The input.
++++

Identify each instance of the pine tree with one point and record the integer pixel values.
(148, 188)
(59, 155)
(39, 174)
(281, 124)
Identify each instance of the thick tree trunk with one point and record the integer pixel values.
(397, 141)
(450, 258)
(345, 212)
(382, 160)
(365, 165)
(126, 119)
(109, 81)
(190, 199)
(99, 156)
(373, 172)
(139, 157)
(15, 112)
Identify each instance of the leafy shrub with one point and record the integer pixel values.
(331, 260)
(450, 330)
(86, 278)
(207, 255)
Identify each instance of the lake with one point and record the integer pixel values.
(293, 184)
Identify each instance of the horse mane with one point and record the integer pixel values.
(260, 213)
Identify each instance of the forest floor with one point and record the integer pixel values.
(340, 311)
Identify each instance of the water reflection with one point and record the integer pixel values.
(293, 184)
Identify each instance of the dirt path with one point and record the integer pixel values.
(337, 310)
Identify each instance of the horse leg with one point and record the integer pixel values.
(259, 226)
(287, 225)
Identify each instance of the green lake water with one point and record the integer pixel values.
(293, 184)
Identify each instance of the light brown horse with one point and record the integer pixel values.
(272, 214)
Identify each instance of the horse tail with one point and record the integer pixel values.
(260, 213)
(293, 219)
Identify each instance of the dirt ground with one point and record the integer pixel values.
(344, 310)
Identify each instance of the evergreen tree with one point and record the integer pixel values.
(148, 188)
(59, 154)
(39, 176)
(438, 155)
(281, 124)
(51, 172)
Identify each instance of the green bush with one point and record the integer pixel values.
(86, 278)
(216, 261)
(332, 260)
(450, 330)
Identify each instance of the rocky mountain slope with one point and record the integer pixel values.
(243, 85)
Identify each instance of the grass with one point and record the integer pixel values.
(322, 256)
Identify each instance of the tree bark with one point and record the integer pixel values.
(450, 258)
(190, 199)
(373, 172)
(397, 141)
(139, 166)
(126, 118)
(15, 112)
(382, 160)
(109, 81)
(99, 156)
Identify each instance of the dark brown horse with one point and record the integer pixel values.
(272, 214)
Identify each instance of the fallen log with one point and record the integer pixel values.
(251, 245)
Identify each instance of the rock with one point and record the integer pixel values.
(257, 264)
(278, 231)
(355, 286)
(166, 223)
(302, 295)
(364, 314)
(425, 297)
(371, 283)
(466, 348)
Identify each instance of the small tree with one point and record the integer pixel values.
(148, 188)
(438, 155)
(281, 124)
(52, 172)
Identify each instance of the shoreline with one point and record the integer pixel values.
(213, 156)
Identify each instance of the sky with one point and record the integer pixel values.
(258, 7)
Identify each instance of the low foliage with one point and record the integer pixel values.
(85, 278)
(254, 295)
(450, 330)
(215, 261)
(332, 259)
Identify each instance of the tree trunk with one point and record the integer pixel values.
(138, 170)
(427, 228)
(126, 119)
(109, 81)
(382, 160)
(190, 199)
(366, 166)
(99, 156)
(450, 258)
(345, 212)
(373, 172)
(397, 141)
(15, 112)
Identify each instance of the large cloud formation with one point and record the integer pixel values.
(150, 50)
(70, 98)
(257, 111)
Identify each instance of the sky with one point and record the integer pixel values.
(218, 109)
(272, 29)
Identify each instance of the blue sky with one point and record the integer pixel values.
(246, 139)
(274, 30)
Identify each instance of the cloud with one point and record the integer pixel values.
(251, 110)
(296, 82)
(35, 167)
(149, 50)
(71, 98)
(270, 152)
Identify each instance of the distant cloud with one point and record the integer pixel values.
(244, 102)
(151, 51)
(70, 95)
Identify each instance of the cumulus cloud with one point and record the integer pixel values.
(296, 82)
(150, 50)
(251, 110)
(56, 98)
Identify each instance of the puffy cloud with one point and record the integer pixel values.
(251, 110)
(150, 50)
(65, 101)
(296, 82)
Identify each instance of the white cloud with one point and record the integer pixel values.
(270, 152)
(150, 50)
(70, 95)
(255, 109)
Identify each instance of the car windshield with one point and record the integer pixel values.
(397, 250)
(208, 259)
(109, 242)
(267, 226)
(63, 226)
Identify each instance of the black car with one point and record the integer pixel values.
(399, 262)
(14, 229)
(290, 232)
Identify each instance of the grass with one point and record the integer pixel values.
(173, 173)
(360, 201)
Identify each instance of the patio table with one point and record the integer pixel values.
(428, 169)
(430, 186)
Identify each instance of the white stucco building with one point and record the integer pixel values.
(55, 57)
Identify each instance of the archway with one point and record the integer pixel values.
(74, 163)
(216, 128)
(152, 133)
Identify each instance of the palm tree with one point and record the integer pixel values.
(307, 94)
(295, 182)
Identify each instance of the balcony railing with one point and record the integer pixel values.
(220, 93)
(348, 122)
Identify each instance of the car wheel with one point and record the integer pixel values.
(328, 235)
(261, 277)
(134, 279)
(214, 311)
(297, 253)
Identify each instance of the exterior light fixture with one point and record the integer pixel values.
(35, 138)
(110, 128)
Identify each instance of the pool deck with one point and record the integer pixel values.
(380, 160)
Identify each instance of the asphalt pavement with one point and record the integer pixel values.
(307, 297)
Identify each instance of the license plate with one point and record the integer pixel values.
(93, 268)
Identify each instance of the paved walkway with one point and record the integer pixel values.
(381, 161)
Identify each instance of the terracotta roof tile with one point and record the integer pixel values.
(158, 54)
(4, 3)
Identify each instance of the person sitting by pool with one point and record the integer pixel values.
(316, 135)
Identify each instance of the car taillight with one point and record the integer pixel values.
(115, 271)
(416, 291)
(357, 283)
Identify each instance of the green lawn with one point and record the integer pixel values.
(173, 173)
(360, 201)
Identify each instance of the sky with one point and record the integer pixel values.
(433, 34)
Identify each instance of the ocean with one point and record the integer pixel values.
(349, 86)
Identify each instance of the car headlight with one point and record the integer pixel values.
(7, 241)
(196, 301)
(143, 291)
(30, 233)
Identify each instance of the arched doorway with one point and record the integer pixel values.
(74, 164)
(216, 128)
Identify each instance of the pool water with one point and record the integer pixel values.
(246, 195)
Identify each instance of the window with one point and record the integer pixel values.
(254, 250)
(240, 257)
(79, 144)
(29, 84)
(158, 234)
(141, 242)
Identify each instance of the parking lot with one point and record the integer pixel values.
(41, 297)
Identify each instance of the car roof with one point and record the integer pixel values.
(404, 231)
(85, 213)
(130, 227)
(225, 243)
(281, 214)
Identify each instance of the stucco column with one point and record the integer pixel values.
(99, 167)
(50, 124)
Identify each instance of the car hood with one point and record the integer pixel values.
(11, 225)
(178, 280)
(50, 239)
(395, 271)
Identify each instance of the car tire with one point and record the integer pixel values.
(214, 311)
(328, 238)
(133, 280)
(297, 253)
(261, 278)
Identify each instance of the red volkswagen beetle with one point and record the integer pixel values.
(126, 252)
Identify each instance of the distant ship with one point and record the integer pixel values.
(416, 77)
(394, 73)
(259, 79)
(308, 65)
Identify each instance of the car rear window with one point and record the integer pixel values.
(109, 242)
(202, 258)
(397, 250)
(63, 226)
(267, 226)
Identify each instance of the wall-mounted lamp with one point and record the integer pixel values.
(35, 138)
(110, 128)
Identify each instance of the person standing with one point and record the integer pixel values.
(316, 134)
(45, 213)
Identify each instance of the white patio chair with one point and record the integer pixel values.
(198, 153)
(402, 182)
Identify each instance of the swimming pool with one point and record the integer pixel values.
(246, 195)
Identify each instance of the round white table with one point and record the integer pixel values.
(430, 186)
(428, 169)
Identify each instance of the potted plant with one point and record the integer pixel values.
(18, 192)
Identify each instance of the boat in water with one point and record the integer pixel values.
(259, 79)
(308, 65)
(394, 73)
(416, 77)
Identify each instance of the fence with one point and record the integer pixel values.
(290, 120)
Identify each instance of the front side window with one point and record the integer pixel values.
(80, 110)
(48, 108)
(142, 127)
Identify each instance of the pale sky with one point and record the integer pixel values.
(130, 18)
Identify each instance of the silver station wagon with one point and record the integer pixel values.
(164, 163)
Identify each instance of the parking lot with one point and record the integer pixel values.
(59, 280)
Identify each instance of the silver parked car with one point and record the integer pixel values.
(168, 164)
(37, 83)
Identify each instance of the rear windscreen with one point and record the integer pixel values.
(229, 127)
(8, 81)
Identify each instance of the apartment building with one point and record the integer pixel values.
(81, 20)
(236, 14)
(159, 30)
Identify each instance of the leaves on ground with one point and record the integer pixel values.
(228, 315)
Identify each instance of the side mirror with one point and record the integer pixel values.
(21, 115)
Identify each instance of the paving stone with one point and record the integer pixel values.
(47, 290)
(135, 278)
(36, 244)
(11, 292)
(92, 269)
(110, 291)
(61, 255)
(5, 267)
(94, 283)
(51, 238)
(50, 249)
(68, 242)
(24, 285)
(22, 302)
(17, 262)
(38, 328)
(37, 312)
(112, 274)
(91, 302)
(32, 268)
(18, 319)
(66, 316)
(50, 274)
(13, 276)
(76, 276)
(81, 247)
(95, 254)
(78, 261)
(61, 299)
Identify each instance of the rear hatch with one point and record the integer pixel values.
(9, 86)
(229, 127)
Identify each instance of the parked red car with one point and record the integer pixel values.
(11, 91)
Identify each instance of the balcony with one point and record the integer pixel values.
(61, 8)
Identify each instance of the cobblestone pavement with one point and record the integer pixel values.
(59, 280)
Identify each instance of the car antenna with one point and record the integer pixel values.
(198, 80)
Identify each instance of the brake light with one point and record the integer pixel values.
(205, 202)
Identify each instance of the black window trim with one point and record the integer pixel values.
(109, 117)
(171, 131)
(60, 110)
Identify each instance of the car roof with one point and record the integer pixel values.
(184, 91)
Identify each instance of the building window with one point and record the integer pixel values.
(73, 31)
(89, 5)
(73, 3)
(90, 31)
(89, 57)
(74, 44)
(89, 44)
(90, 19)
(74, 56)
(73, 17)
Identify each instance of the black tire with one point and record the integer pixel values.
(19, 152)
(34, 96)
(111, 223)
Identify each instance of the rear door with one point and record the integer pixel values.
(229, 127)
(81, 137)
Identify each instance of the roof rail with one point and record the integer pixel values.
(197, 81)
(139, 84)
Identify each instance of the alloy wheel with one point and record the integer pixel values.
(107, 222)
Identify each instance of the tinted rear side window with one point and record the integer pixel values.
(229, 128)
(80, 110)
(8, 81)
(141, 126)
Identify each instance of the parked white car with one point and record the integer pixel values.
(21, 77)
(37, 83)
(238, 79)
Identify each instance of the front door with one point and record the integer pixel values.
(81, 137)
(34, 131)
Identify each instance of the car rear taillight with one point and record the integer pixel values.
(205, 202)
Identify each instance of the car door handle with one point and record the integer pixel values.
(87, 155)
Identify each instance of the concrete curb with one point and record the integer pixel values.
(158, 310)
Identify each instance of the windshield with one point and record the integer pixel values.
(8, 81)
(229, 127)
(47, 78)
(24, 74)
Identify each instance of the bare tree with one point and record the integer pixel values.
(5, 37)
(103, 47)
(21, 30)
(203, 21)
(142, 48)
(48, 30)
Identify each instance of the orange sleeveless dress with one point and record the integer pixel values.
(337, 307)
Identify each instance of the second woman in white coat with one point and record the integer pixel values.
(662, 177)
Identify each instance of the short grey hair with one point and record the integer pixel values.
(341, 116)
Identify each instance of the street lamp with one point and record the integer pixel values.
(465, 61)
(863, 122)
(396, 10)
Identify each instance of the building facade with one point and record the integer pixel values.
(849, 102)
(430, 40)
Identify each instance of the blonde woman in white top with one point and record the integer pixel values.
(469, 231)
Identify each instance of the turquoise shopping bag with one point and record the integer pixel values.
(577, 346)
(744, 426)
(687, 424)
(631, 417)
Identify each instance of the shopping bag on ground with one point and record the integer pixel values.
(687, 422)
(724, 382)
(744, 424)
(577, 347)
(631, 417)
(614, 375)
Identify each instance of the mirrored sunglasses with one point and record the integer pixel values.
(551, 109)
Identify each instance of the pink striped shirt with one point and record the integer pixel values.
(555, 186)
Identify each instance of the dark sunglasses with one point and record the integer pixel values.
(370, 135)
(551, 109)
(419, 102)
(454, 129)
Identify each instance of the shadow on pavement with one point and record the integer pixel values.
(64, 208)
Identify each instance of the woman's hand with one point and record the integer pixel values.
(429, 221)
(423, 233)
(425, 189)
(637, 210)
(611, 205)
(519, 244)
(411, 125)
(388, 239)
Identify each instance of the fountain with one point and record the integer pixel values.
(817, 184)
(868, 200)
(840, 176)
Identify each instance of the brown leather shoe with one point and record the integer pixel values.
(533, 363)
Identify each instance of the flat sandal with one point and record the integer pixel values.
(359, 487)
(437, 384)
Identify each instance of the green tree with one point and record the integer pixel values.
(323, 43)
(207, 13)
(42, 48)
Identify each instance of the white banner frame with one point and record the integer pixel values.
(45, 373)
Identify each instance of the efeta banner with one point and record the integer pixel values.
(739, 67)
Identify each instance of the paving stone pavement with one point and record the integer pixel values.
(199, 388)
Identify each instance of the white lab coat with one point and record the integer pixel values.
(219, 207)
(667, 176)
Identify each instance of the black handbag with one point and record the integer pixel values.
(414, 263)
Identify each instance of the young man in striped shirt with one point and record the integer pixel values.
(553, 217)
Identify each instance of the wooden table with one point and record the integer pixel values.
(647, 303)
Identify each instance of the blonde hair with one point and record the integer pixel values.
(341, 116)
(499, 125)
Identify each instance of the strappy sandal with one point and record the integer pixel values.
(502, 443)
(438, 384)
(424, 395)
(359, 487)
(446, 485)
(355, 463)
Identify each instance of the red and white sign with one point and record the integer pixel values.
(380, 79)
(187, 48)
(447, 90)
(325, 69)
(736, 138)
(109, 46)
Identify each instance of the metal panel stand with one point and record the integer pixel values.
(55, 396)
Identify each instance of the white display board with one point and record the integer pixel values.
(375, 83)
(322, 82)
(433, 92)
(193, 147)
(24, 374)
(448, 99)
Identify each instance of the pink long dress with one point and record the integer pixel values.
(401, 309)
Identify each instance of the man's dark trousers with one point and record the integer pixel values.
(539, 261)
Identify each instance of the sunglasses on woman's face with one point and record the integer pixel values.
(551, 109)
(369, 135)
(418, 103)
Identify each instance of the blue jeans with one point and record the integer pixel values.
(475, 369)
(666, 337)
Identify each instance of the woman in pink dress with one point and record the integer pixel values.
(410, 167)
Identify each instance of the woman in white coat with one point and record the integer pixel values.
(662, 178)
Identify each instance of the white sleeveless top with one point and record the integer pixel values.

++++

Exercise instructions. Copy the records above word for word, from the line containing "Identify each instance of the blue jeans" through the end of the records.

Solved exercise.
Identify each instance of the blue jeans with one point and record the integer pixel values.
(475, 369)
(666, 337)
Identify each instance of the woman in pink dress with one point and record the integer pixel values.
(410, 167)
Identify each instance of the woman in white coat with one point and record the integer pixel values.
(662, 178)
Identify each instance of the white sleeveless top with one point and record the integer pixel values.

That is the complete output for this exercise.